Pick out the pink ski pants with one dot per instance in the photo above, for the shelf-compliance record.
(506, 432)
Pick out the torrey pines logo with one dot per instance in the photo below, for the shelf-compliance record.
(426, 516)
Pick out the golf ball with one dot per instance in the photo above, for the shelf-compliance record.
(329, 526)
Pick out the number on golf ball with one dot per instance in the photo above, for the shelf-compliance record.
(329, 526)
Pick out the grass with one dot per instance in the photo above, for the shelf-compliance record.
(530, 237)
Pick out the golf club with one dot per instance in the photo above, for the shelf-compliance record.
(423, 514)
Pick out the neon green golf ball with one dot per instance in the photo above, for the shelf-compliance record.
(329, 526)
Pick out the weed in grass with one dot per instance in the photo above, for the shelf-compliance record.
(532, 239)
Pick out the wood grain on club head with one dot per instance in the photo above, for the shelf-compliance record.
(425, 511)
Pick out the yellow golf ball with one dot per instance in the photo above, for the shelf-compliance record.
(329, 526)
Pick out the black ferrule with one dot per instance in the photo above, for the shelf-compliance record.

(TASK OBJECTIVE)
Return every line of the listing above word for word, with nothing added, dropped, or changed.

(RESPONSE BELOW)
Pick out the pink ski pants with one dot per instance in the photo above, for the shelf-compliance record.
(506, 432)
Pick out the torrey pines logo with one dot per instance in the photo below, for the shelf-compliance record.
(426, 516)
Pick out the golf ball with one dot per instance in the photo above, for the shelf-compliance record.
(329, 526)
Pick out the number on golf ball with one dot per instance in the photo above, for the shelf-compliance record.
(329, 526)
Pick out the grass with one dot per instance in the photo above, for the shelf-compliance record.
(530, 237)
Pick out the golf club with one dot per instance in the photo above, for the shelf-compliance record.
(423, 514)
Pick out the neon green golf ball with one dot per instance in the photo above, for the shelf-compliance record.
(329, 526)
Pick out the weed in grass with one dot per instance in the photo above, for the shelf-compliance record.
(532, 239)
Pick out the wood grain on club head with one dot per instance in the photo above, for the shelf-compliance record.
(425, 511)
Pick out the yellow golf ball with one dot per instance in the photo above, for the shelf-compliance record.
(329, 526)
Pick out the black ferrule with one dot per instance in the photo above, for the shelf-compliance record.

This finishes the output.